§ **INFORMATION GIVEN**:
....

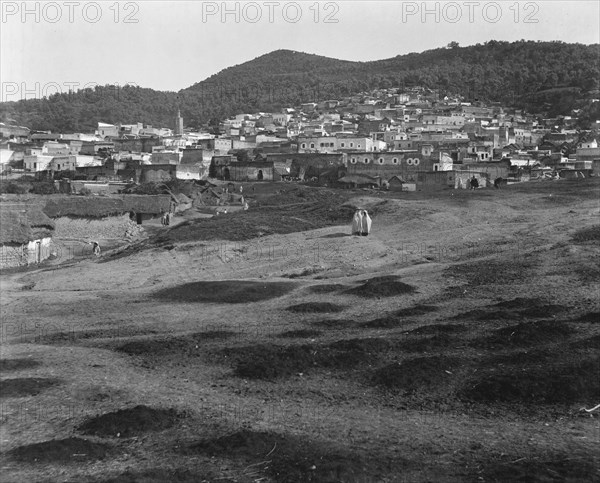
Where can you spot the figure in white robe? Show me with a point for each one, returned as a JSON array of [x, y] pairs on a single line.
[[357, 223], [365, 225]]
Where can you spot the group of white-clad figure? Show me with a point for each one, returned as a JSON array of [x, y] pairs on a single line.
[[361, 223]]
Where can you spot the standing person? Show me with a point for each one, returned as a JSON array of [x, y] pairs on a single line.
[[357, 223], [365, 223]]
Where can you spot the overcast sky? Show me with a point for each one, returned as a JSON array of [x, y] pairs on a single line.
[[171, 45]]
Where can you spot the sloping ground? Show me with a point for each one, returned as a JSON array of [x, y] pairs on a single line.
[[476, 369]]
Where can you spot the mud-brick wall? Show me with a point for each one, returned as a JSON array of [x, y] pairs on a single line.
[[83, 228], [12, 256]]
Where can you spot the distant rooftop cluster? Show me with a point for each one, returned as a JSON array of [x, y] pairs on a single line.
[[371, 138]]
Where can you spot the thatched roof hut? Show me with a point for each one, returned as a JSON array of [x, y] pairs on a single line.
[[148, 204], [22, 225], [84, 207], [102, 207], [359, 180]]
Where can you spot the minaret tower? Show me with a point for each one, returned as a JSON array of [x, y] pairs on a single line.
[[178, 124]]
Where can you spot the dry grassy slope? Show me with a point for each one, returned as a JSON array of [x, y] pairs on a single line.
[[462, 251]]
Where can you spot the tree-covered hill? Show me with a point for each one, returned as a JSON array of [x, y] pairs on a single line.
[[551, 76]]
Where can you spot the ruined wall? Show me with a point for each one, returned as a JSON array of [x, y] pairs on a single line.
[[83, 228]]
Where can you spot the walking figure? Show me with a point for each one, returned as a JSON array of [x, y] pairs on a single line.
[[96, 248]]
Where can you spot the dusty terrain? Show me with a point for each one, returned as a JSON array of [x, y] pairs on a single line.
[[459, 342]]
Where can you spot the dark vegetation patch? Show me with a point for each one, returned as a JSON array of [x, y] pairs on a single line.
[[526, 334], [590, 234], [291, 459], [304, 273], [72, 337], [397, 318], [589, 343], [315, 307], [348, 353], [593, 317], [300, 333], [265, 361], [273, 214], [390, 321], [162, 475], [61, 451], [386, 286], [560, 383], [518, 308], [547, 468], [418, 309], [426, 344], [327, 288], [519, 358], [334, 323], [7, 365], [415, 374], [492, 272], [185, 345], [225, 291], [130, 422], [439, 329], [29, 386], [271, 361], [213, 335]]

....

§ **REQUIREMENTS**: Copy all of the entries verbatim, leaving out any pictures they contain.

§ **SOLVED EXERCISE**:
Where can you spot the figure in white robe? Show me with a point for each one, returned as a JSON array of [x, y] pairs on a single line.
[[357, 223], [365, 225]]
Where can you spot the group of white-clad figure? Show me with a point for each one, returned as a JSON array of [x, y] pairs on a single line.
[[361, 223]]
Where can you spot the standing person? Show me with a point for each one, returned as a JSON array of [x, y] pairs on a single line.
[[357, 223], [365, 223]]
Where can you spot the overcast sky? Show me with a point for each one, returned as a JSON array of [x, y] pairs on a single line.
[[171, 45]]
Where can you spot the sloping ground? Show me with a point for each one, returned as a JSON array of [x, y] pairs on a single line.
[[476, 369]]
Where can you spot the mud-brick wall? Show me with a point for each one, returned as a JSON array of [x, y] pairs on a single line.
[[83, 228], [12, 256]]
Where can you spot the distant rooftop cluster? Show me with a point for each one, returned as a JSON array of [x, y] pairs on a single line.
[[371, 138]]
Where can you spot the thatched roof hut? Show me with a point for each one, returned as a JSON array of [x, y] pairs on a single line.
[[148, 204], [22, 225], [84, 207], [102, 207], [359, 180]]
Where can you spot the minaret tower? Show me with a point for each one, returned as a JSON array of [x, y] pairs on a single line.
[[178, 124]]
Where can you spot the dry grassy slope? Show me with a point for each one, returned as a JSON array of [x, y] pairs on a single line.
[[462, 251]]
Where can you spot the tree-covered hill? Show me with a point for each one, returned as a JSON array of [x, y] pairs on a single line.
[[551, 76]]
Where can you spot the ruined wall? Show me with a point for each one, returned as a JSON array of [x, y] pairs on a single line.
[[83, 228]]
Where can you spot the walking figure? Show me with a point for each one, returned as a JSON array of [x, y] pairs on a single line.
[[96, 248]]
Where can you spot the dusty terrain? Show me with a point for each one, returned as a JSON array of [x, y] pairs on a single line.
[[459, 342]]
Where can you spot the dark vegetation patch? Show me with a point for each one, returned as a JSON array of [x, y] pairs on a single line.
[[526, 334], [590, 234], [291, 459], [304, 273], [72, 337], [397, 318], [589, 343], [315, 307], [348, 353], [593, 317], [300, 333], [265, 361], [273, 214], [390, 321], [162, 475], [61, 451], [386, 286], [560, 383], [518, 308], [547, 468], [418, 309], [426, 344], [327, 288], [519, 358], [334, 323], [7, 365], [415, 374], [492, 272], [185, 345], [225, 291], [130, 422], [439, 329], [29, 386], [271, 361], [213, 335]]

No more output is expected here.